BEGIN Data provided
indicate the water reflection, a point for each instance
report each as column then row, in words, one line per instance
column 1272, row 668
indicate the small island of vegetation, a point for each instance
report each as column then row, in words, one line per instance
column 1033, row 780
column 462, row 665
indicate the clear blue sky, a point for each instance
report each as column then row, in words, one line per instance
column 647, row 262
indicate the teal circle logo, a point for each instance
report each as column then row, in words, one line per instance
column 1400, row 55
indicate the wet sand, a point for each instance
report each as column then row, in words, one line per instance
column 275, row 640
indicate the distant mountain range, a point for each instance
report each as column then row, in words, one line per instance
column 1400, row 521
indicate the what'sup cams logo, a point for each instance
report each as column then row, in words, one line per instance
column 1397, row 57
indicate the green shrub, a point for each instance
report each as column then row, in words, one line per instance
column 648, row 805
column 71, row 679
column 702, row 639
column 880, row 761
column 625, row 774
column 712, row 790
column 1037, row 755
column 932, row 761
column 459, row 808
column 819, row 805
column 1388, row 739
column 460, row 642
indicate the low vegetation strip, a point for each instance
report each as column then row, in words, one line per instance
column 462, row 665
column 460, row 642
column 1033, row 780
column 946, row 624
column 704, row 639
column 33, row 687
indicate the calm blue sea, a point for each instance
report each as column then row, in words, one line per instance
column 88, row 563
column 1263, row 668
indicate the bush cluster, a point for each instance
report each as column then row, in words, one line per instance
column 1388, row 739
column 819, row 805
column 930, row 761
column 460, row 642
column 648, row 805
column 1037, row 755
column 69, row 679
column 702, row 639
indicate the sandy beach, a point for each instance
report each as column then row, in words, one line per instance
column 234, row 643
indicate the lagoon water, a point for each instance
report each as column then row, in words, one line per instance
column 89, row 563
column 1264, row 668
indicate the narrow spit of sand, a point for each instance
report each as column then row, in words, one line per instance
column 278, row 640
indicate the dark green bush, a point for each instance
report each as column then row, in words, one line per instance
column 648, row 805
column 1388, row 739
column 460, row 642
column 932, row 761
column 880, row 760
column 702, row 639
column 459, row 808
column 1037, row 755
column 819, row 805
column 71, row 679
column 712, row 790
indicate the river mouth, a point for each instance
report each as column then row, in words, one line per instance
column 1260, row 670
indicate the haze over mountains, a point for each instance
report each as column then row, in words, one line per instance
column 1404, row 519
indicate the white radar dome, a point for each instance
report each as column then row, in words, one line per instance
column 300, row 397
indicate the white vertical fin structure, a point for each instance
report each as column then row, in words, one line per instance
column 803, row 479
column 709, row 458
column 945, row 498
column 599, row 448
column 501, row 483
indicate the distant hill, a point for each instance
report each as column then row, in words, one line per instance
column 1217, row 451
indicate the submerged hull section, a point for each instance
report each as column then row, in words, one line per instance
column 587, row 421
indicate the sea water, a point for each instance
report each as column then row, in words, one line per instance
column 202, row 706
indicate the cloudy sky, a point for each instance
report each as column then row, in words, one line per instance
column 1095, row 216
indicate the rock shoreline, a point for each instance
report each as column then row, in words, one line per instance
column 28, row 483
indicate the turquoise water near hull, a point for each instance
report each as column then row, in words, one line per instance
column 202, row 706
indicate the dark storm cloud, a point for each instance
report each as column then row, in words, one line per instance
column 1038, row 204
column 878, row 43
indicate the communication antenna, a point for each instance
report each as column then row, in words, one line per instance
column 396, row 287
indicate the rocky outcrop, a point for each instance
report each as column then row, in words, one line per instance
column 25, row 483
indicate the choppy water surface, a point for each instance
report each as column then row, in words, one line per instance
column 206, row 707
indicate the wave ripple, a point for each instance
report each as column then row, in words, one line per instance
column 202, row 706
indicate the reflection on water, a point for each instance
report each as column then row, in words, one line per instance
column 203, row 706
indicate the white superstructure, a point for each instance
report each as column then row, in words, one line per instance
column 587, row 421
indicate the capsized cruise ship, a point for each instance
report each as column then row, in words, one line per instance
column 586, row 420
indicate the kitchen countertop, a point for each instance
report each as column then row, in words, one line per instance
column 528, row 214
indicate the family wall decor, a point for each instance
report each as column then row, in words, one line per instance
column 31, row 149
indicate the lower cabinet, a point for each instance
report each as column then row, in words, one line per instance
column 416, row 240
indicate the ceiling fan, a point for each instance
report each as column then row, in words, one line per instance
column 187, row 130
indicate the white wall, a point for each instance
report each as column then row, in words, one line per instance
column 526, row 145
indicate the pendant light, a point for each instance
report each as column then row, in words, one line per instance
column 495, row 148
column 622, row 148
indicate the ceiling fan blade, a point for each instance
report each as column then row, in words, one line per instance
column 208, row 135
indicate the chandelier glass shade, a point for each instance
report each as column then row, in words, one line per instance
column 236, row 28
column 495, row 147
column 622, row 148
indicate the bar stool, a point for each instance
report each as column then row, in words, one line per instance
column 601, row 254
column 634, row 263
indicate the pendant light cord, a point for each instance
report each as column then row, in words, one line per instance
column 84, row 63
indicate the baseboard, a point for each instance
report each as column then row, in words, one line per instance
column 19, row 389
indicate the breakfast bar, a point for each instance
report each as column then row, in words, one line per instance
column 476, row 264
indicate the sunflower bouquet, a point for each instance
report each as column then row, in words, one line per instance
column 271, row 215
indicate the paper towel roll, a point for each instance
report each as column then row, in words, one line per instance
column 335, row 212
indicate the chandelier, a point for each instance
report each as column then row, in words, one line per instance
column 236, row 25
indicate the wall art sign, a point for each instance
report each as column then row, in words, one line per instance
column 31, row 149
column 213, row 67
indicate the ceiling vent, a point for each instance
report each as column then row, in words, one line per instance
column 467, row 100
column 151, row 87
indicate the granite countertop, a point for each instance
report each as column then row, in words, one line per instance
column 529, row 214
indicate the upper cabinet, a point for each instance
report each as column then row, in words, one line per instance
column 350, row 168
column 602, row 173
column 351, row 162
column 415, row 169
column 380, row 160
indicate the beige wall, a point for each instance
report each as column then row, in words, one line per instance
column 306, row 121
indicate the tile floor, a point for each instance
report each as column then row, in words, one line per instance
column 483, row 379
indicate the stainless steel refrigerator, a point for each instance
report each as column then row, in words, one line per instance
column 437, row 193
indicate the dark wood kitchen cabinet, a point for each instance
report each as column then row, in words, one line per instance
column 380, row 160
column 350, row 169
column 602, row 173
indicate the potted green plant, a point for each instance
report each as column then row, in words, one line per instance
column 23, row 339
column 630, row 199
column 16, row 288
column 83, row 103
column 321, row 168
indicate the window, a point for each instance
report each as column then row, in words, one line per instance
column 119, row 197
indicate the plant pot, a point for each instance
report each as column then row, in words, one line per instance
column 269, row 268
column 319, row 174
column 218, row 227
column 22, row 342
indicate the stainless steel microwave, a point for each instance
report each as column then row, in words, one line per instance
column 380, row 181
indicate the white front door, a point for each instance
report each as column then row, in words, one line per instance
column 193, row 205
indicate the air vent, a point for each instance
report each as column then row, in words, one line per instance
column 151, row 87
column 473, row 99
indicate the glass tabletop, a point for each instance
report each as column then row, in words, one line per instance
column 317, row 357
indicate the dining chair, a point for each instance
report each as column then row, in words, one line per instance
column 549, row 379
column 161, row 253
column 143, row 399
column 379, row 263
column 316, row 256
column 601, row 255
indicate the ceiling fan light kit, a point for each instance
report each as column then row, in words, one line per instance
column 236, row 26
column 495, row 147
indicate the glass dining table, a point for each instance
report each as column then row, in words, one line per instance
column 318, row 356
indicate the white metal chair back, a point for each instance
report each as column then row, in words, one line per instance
END Data provided
**About this task**: Each line of the listing above that contains the word "pendant" is to be copied.

**Answer to the problem**:
indicate the pendant light, a point for each instance
indicate the pendant light cord, a point for each instance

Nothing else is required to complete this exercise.